> Exercise:
Give back every record word for word, but keep the pictures out.

(Data items)
"""
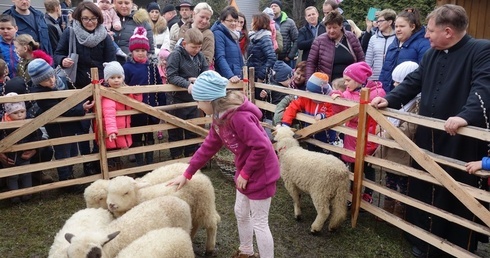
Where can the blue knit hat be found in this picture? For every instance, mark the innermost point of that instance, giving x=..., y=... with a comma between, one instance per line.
x=209, y=86
x=318, y=83
x=39, y=70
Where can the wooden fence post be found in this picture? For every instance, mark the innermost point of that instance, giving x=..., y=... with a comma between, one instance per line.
x=94, y=73
x=362, y=133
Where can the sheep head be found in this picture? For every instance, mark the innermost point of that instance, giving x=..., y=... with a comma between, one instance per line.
x=95, y=194
x=122, y=194
x=284, y=138
x=88, y=245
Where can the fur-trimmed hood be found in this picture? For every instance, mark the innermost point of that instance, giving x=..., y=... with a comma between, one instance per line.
x=160, y=26
x=141, y=16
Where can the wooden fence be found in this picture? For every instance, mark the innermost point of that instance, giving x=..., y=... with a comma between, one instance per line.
x=429, y=161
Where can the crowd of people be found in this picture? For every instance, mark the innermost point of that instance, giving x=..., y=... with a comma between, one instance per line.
x=399, y=59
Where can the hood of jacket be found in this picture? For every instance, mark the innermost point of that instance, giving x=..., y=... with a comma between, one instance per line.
x=260, y=34
x=140, y=16
x=246, y=106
"""
> Exercise response:
Where can the blue knit hat be found in this picture? For every instance, mark the innermost point of that instance, giving x=..., y=... with a comma between, one instance per line.
x=209, y=86
x=318, y=83
x=39, y=70
Where can the wooden fence post be found in this picture? For every instance, mark the innermost point of that instance, giving x=..., y=... with a comma between, one instance per line.
x=94, y=73
x=362, y=133
Where can the sheep head be found in this picture? For every instance, mark the innermost point of that instance, giving x=..., y=... with a comma between, one instance per line.
x=95, y=194
x=122, y=194
x=284, y=138
x=88, y=245
Where can the fur-trimmed hood be found in this picture? For every instance, mark the innermost point of that instance, giving x=..., y=... with a comma between, one instance per line.
x=160, y=26
x=141, y=16
Where can the wooden fence be found in this picture? For every instance, mark the innermost point of that instance, giving x=..., y=... with a comma between, one instance per line.
x=429, y=161
Where can the crowd of people be found in this picture? For every instance, mark the innermost point of that instance, giving x=..., y=... with a comma between, one instance per line.
x=399, y=59
Where can the hood of jacket be found in this picture? For every instance, mark the innermost point of that instance, giving x=..., y=... with a comma between, one instance per line.
x=260, y=34
x=140, y=16
x=246, y=106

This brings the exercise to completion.